Exercise prompt
Emit the entire listing verbatim.
Available records section start
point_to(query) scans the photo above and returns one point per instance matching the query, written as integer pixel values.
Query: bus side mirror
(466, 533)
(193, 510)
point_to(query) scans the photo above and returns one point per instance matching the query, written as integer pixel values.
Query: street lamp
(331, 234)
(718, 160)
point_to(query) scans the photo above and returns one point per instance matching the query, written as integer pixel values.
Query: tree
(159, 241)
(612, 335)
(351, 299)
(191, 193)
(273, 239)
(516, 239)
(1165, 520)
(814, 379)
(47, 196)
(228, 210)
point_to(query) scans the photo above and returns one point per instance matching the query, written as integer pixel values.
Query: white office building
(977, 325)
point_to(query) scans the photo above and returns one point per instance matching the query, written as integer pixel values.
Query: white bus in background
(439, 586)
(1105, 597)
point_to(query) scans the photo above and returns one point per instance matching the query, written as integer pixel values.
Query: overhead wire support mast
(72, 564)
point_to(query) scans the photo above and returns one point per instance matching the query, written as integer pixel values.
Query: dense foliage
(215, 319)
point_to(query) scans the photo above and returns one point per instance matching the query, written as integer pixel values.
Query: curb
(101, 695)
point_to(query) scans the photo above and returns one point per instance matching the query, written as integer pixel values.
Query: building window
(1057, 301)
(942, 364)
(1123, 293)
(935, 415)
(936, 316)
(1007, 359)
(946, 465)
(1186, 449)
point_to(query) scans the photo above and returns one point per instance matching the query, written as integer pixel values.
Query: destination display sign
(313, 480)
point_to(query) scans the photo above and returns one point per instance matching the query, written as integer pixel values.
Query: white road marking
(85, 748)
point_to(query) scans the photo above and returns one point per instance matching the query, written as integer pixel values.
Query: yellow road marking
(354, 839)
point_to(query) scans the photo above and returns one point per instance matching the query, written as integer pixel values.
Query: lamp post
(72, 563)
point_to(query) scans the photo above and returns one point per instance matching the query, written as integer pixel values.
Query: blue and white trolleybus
Available records section end
Task response
point_to(query) scans the photo above and returns one point per instance matching the query, written as integer pixel values.
Query: bus side mirror
(466, 533)
(193, 510)
point_to(query) scans the photo above and returns one point per instance matching the query, written as integer pixel values.
Query: street lamp
(331, 234)
(718, 160)
point_to(query) scans the photo above and returns one point per instance matching the query, written as integer pixel values.
Query: tree
(159, 241)
(612, 335)
(351, 299)
(191, 193)
(273, 239)
(516, 239)
(1165, 520)
(814, 379)
(47, 196)
(228, 210)
point_to(query) scans the photo above and returns one point per instance matching the query, written as integer pixel values.
Query: white office building
(977, 325)
point_to(query) scans the photo above and returns one point per instance matching the query, written as integer pixel values.
Query: white bus in background
(439, 586)
(1105, 597)
point_to(query) scans the photo above and returns one point per instance matching the query, written as integer pixel values.
Query: overhead wire support mast
(72, 564)
point_to(query) scans the photo above and returns one point per instance matching the query, written as integer pixel values.
Query: dense foliage
(215, 319)
point_to(query) scans the photo above and returns one point per instance matching the query, written as integer pixel values.
Query: curb
(101, 695)
point_to(query) scans the photo above and returns one point per instance matching the query, written as integer pixel values.
Query: building window
(1057, 301)
(942, 364)
(1123, 293)
(935, 415)
(936, 316)
(1007, 359)
(946, 465)
(1186, 449)
point_to(query) scans the photo above and returns one point per instance matching the query, written as integer pixel values.
Query: destination display sign
(313, 480)
point_to(query) scans the photo above and returns one point per instance matching the query, written as integer pixel values.
Query: white road marking
(85, 748)
point_to(query) scans the photo above and returns one point per instance matching the query, written as integer pixel values.
Query: yellow road marking
(354, 839)
point_to(query) scans the photo above and returns one point per instance matching the query, written as integer pixel values.
Query: lamp post
(72, 563)
point_to(query) scans the photo above and returns one point per instance matching the query, written as integer pixel values.
Query: blue and white trolleybus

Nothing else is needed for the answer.